### AUFGABENSTELLUNG
1 > Liste alle Geldbeträge auf, die im Text über die Flaschensammler genannt werden.
2 > Kopiere aus dem Text über die Flaschensammler wortgetreu den Abschnitt von „Pfand: Die Profis“ bis einschließlich „(Foto: Catherina Hess)“.

Pfand:"Mit den Pfandflaschen verdiene ich so 15 Euro am Tag"

Pfand: Die Profis unter den Flaschensammlern haben Holzstöcke oder Aluzangen, um Pfandflaschen auch aus den hintersten Winkeln der Glascontainer fischen zu können.

Die Profis unter den Flaschensammlern haben Holzstöcke oder Aluzangen, um Pfandflaschen auch aus den hintersten Winkeln der Glascontainer fischen zu können.

(Foto: Catherina Hess)

München ist reich, die Wohnungen sind teuer - und dann sind da die Menschen, die nur durchkommen, weil sie Pfandflaschen sammeln.

Von Susanne Schneider

Ralf, 54, seit sechs Jahren Flaschensammler: "Ohne uns würde das ganze Pfandsystem nicht funktionieren, die Regeln sind zu kompliziert. Die Idee ist zwar gut, aber die Ausführung eine Katastrophe. Wenn jeder Münchner täglich eine Pfandflasche für 25 Cent wegschmeißt, aus Versehen oder absichtlich, macht das bei 1,5 Millionen Einwohnern pro Tag 375 000 Euro. Davon profitieren Leute wie ich".

### ROHDATEN
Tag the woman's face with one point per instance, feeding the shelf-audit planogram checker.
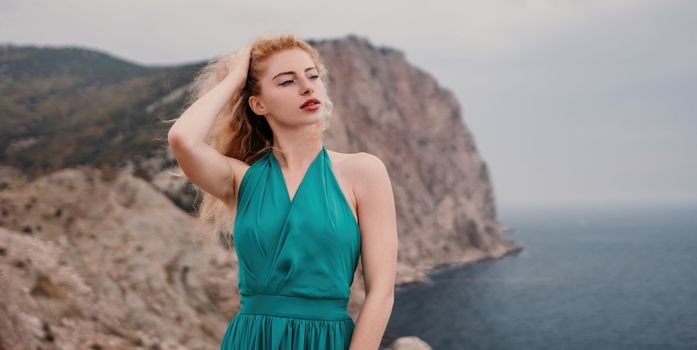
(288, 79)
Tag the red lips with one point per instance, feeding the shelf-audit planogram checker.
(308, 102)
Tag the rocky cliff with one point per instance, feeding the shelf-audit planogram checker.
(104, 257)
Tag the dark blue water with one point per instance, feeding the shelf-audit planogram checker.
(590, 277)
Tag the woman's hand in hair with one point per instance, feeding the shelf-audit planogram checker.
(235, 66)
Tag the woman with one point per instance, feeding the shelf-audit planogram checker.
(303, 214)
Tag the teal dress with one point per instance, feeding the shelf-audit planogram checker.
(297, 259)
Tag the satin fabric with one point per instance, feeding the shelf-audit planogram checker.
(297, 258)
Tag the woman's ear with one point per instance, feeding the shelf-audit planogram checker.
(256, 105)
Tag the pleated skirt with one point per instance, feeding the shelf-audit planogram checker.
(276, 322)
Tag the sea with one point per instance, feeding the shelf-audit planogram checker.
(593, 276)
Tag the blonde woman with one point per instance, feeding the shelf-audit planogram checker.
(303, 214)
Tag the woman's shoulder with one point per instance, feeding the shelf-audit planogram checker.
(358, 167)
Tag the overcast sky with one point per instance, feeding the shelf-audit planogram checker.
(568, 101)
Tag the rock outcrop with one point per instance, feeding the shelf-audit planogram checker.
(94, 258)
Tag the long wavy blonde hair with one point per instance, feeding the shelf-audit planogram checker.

--

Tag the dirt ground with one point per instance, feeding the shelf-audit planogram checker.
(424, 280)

* * *

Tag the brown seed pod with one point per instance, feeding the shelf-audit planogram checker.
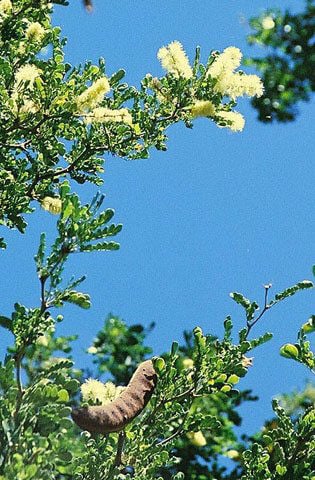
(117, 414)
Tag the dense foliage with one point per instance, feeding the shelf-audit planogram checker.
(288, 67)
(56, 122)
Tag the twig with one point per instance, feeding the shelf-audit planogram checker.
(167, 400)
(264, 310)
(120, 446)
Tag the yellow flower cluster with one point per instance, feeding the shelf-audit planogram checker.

### VOLLSTÄNDIGE LÖSUNGEN
1 >
- 15 Euro
- 25 Cent
- 375 000 Euro

2 >
Pfand: Die Profis unter den Flaschensammlern haben Holzstöcke oder Aluzangen, um Pfandflaschen auch aus den hintersten Winkeln der Glascontainer fischen zu können.

Die Profis unter den Flaschensammlern haben Holzstöcke oder Aluzangen, um Pfandflaschen auch aus den hintersten Winkeln der Glascontainer fischen zu können.

(Foto: Catherina Hess)